== Data provided ==

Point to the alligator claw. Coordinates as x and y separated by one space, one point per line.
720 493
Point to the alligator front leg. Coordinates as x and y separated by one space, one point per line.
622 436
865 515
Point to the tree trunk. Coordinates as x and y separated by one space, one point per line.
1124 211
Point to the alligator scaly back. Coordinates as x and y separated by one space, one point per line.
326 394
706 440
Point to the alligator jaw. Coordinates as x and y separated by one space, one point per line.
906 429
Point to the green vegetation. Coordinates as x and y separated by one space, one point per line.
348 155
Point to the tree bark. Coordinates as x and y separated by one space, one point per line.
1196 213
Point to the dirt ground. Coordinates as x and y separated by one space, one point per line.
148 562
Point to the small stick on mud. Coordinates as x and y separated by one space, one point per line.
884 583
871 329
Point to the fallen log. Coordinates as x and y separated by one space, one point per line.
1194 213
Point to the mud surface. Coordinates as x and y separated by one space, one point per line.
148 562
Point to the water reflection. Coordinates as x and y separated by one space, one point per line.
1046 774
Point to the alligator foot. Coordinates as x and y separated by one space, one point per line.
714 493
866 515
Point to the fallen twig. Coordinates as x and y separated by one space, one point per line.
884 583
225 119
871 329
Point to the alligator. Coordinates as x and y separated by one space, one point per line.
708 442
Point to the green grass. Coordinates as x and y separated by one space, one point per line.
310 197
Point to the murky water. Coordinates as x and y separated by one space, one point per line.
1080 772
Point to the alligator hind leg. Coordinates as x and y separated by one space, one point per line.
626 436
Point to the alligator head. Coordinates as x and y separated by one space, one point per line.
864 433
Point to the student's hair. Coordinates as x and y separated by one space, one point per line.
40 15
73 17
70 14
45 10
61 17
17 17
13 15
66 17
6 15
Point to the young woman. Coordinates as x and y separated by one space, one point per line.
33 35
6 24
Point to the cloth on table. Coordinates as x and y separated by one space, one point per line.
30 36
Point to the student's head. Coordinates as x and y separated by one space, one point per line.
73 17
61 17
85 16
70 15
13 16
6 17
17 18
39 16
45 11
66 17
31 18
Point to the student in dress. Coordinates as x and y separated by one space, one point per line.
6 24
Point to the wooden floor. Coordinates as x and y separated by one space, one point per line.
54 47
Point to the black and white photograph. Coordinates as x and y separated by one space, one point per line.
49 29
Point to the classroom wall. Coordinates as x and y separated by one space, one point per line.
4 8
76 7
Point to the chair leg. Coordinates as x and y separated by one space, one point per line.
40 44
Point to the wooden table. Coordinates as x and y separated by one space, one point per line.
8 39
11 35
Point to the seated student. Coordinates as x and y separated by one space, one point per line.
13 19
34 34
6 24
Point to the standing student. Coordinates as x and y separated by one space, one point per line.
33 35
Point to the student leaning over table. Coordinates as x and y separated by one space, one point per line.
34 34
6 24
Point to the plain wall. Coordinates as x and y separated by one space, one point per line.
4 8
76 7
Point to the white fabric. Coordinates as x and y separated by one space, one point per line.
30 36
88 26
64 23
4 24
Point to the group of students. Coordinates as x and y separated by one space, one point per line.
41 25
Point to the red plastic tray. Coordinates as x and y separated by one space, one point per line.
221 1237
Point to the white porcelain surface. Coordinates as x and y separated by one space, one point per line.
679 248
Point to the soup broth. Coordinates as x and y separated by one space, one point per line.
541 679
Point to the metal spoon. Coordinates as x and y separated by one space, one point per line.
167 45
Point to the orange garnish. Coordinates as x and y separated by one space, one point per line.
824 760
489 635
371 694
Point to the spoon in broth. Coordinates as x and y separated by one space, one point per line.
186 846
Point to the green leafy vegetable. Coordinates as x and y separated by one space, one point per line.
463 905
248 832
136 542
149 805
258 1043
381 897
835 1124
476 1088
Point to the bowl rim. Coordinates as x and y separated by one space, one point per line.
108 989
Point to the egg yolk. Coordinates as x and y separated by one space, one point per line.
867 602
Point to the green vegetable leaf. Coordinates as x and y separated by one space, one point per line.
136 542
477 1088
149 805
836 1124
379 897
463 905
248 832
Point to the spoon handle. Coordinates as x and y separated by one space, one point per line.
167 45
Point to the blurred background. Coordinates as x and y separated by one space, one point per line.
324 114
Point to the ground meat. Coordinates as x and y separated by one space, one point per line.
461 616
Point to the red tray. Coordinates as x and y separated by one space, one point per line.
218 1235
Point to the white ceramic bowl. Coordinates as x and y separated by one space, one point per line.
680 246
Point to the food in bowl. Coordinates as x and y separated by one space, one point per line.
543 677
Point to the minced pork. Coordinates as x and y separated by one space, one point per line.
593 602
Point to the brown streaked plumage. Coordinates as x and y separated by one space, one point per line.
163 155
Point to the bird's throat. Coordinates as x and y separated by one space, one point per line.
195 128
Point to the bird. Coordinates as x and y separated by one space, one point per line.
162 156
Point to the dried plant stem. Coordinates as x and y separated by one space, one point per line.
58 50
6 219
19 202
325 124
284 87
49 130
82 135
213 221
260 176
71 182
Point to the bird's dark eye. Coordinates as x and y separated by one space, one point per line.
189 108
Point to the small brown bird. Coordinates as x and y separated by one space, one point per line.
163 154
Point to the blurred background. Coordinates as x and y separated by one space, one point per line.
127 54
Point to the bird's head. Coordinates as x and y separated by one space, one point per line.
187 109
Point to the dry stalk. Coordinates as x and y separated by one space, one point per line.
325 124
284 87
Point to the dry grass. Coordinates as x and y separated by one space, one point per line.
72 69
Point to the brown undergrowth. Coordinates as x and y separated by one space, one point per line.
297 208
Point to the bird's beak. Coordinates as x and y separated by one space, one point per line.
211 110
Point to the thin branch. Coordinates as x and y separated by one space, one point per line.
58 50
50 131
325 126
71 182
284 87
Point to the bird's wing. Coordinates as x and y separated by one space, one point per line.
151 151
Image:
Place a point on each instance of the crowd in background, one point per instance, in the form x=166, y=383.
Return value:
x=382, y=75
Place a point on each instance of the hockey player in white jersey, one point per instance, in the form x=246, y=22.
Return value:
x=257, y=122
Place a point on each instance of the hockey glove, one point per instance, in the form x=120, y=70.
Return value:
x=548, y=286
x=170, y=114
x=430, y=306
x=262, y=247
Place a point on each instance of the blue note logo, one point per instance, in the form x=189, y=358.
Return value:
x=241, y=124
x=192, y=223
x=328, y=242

== Task details ==
Return exactly the lines from the one containing "Point to the bird." through the last line of the records above, both included, and nothing else.

== The completed task ==
Point to the bird. Coordinates as x and y separated by one space, one point per line.
162 156
Point to the dried plant stem. Coordinates as x and y separated by one space, one point per line.
58 50
6 219
19 202
325 124
284 87
49 130
82 135
213 221
260 176
71 182
Point to the bird's dark eye. Coordinates as x and y separated by one space, one point per line.
189 108
Point to the small brown bird. Coordinates as x and y separated by one space, one point per line.
163 154
Point to the blurred background. Coordinates as x and y separated by one space, one point per line.
127 54
Point to the bird's head. Coordinates as x and y separated by one space, one point per line.
187 109
Point to the dry stalk. Coordinates as x and y separated by one space, one point per line.
325 124
284 87
Point to the dry grass. Coordinates as x and y separated by one space, one point per line.
72 69
Point to the brown undergrowth. Coordinates as x and y separated by one space, one point per line.
297 208
Point to the bird's beak. Coordinates as x and y separated by one space, one point per line.
211 110
Point to the thin branch. Coordinates as x and y separated by one space, one point per line.
58 50
50 131
325 126
71 182
284 87
Point to the bird's wing. Coordinates as x and y separated by one space, one point per line.
151 151
Image:
Place a point on each instance of the crowd in background, one point per instance, in the form x=166, y=383.
Return value:
x=382, y=75
Place a point on each instance of the hockey player in white jersey, one point per instance, in the form x=246, y=22.
Return value:
x=257, y=122
Place a point on each instance of the hockey glove, one point per instance, in the form x=120, y=70.
Return value:
x=548, y=286
x=170, y=114
x=430, y=306
x=262, y=247
Place a point on each instance of the blue note logo, one point per instance, in the form x=189, y=358.
Return value:
x=241, y=124
x=192, y=223
x=328, y=242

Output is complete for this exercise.